Task requirements => Can you quote exactly the stretch of lines from the one with "Tag the shadow" through the final line of the material, both ends included?

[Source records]
--------------------

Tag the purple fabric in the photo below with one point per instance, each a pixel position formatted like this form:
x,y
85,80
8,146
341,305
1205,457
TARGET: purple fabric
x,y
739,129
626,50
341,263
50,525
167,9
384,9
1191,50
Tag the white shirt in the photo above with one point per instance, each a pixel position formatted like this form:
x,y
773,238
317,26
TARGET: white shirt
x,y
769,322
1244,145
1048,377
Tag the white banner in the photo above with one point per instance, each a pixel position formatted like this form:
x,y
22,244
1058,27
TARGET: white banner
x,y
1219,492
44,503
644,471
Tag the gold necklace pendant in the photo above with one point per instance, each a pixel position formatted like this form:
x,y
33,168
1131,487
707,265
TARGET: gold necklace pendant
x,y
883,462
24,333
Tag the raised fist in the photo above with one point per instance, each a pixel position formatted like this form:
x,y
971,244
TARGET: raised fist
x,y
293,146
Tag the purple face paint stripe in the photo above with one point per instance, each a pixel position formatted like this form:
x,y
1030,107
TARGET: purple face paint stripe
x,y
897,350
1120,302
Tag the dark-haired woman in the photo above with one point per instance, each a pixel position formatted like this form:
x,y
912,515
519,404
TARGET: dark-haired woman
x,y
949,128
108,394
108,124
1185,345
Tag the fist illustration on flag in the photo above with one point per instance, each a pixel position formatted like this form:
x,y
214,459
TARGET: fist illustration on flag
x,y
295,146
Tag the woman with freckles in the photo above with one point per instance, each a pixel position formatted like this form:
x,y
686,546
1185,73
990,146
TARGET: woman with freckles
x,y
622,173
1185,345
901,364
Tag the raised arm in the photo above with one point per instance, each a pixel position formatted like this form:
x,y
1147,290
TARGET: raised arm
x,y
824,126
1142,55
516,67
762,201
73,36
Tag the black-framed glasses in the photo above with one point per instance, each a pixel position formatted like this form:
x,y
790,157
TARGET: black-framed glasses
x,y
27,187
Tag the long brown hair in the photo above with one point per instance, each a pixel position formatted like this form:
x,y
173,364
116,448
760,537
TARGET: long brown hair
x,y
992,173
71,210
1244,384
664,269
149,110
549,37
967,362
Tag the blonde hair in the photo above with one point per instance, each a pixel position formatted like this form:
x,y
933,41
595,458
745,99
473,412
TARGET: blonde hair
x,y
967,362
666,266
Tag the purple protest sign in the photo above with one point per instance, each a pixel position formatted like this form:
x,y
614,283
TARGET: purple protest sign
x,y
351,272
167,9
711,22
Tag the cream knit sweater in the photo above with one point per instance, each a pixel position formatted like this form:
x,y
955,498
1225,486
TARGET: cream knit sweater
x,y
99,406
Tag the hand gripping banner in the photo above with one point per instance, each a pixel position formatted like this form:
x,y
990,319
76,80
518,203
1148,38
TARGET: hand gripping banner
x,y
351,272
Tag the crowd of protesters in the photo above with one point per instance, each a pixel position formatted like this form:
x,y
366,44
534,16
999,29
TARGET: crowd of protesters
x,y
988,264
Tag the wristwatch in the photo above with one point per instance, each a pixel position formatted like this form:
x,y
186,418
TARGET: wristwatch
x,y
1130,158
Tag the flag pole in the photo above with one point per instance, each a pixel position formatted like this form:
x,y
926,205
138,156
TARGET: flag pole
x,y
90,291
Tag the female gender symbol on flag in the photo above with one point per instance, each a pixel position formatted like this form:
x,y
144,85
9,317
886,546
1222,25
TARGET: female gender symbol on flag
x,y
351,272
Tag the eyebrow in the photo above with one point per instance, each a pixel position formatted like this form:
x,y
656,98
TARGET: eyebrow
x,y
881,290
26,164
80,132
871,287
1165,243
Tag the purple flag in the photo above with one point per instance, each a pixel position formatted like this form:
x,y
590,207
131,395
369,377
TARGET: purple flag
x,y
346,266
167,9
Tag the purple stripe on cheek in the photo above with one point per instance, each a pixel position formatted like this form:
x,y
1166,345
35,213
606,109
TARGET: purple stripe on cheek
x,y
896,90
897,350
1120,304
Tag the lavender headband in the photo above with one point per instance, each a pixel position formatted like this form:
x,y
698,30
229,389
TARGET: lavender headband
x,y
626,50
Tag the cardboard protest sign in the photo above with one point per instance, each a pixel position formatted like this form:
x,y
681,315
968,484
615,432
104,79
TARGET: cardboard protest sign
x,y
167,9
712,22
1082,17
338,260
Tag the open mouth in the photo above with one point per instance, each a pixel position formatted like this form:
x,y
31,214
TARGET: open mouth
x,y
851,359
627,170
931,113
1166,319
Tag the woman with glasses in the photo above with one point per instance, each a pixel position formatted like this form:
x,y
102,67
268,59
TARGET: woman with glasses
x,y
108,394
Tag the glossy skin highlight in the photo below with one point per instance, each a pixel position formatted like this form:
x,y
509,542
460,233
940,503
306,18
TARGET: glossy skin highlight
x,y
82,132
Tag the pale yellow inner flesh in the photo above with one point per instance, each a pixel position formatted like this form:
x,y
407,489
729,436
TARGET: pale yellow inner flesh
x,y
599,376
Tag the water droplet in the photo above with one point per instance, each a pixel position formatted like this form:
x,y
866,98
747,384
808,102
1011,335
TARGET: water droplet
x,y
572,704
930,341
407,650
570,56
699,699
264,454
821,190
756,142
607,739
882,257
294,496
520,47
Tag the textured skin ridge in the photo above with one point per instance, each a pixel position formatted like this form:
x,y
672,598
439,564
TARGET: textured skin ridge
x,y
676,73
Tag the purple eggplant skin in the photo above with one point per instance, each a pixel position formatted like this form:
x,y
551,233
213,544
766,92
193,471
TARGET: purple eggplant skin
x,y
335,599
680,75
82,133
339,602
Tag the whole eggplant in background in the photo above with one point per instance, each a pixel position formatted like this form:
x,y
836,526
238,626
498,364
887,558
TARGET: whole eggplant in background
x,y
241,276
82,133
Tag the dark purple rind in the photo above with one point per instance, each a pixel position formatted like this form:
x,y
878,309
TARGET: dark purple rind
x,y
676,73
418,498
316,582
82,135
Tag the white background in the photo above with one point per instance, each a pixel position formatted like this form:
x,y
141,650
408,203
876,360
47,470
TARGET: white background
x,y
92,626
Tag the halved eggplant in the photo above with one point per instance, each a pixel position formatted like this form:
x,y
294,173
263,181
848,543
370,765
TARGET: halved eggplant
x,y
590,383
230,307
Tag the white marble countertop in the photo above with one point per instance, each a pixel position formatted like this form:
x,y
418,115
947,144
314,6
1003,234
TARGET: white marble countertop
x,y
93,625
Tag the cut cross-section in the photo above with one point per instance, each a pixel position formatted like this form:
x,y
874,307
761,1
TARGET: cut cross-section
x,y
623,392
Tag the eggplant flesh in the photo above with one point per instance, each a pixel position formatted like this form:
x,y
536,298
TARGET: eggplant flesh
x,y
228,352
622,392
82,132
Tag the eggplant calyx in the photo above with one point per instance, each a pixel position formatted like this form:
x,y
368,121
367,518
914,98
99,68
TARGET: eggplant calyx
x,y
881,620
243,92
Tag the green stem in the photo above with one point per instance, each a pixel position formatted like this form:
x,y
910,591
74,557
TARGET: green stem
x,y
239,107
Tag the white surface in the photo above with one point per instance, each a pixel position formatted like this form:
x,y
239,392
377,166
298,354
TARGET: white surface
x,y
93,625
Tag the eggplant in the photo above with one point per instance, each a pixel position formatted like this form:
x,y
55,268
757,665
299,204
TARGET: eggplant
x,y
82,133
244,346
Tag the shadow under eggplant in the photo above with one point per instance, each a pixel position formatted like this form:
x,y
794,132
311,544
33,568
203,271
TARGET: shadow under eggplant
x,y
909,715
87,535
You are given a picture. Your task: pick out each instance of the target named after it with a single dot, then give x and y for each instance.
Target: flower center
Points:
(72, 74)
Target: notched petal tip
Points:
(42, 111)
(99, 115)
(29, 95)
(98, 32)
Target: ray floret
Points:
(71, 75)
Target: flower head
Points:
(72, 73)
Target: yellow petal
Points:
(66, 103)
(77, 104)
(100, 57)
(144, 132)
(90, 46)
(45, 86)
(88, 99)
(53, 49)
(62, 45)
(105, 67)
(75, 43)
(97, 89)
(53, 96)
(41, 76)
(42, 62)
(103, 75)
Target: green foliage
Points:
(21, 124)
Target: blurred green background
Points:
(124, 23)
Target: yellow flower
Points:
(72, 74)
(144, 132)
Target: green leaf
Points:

--------------------

In response =>
Tag the shadow under eggplant in the photo above with one point per instance, each a pixel position formatted like this form:
x,y
794,132
311,544
33,568
203,271
TARGET: shadow under eggplant
x,y
909,715
87,535
You are given a picture. Your task: pick out each instance of the target named after it with a single dot, then give x and y for each instance.
Target: flower center
Points:
(72, 74)
Target: notched petal tip
Points:
(42, 111)
(99, 115)
(29, 95)
(98, 32)
Target: ray floret
Points:
(71, 75)
Target: flower head
Points:
(72, 73)
Target: yellow petal
Points:
(66, 103)
(77, 104)
(100, 57)
(144, 132)
(90, 46)
(45, 86)
(88, 99)
(53, 49)
(62, 45)
(105, 67)
(75, 43)
(97, 89)
(53, 96)
(41, 76)
(42, 62)
(103, 75)
Target: green foliage
Points:
(21, 124)
Target: blurred green background
Points:
(124, 23)
Target: yellow flower
Points:
(72, 74)
(144, 132)
Target: green leaf
Points:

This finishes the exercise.